Requirement: Return every line of the listing below that contains the string "puts". Case counts.

Stored rows:
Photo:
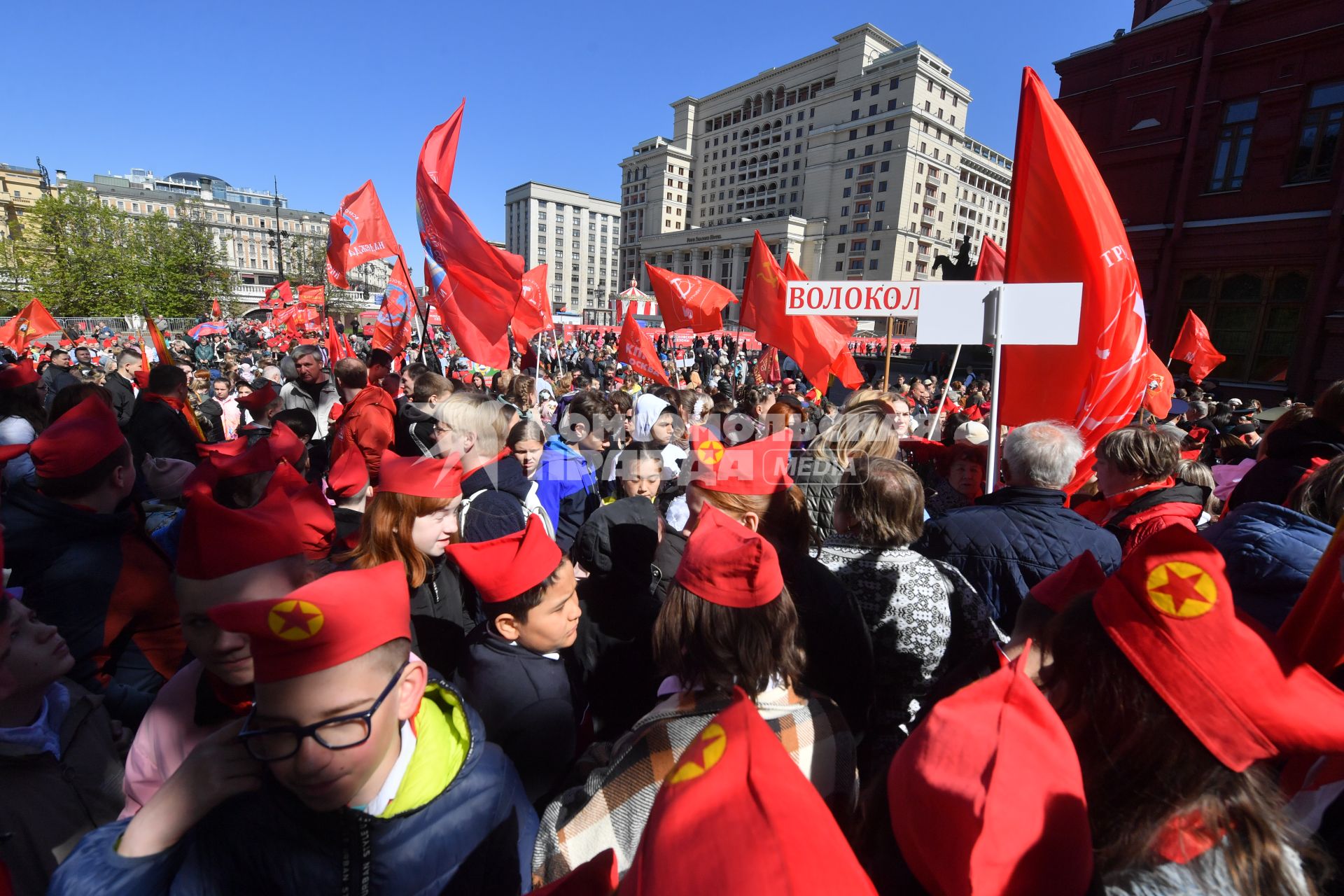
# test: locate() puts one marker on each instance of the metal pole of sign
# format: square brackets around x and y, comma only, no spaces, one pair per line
...
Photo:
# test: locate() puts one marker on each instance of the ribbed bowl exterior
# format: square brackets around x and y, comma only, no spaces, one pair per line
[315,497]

Response:
# test: locate() puts one marker on each instance of the metal pole of sign
# test: locate() puts one marker on each instance of the ribbed bowl exterior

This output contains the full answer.